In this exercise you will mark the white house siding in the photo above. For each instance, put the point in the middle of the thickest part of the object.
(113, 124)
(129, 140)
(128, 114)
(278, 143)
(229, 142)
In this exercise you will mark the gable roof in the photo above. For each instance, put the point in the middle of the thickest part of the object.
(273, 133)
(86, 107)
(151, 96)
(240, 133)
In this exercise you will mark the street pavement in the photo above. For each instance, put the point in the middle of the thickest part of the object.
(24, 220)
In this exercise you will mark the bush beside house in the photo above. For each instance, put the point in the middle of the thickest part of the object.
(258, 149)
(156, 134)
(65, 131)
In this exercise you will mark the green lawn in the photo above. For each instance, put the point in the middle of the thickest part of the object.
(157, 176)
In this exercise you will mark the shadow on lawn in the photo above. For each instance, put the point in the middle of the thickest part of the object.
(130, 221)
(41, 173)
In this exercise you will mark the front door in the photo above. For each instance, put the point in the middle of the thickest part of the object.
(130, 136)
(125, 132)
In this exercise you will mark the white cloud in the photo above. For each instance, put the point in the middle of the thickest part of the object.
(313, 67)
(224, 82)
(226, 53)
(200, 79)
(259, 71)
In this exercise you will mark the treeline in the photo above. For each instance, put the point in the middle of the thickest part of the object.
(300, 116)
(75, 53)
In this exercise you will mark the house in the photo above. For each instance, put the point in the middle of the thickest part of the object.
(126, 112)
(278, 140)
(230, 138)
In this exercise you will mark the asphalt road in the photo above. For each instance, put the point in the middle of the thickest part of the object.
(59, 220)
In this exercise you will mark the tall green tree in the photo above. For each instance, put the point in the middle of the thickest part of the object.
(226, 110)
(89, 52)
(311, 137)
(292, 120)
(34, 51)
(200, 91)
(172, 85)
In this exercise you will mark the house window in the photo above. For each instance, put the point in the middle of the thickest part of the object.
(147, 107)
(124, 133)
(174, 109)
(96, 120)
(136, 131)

● ● ● ●

- WHAT IS BEING ASKED -
The answer is to be the lines from the one holding "In this exercise you will mark the front" through the end of the data above, transcribed character for character, both ends included.

- SOLUTION TO THE EXERCISE -
In this exercise you will mark the front door in the photo above. For each instance, put the point in the middle of the thickest part of the object.
(130, 136)
(125, 132)
In this exercise you will mark the white cloud in the photo above. For each instance, put the point in the middle of the thickest part of the object.
(313, 67)
(224, 82)
(226, 53)
(200, 79)
(259, 71)
In this exercise you will mark the treeline in the photo above. For each instance, put the point in the middle of the thickest part of the object.
(300, 116)
(75, 53)
In this exercise you will mark the house in the photo above. For each instance, put the point in the middle of the thickest part of the object.
(126, 112)
(278, 140)
(230, 138)
In this exercise you will mark the asphalt road in the photo above. For each instance, put the point in the middle of the thickest part of the object.
(59, 220)
In this exercise you will mark the tall green tree in the photo above. For each instance, put the point in the middle of the thickest part of the object.
(226, 110)
(89, 52)
(311, 137)
(292, 120)
(34, 51)
(200, 91)
(172, 85)
In this exercise you will mark the house window in the photo above. For each instance, put the point in the middle of the thickest part of the object.
(147, 107)
(124, 133)
(174, 109)
(96, 120)
(136, 131)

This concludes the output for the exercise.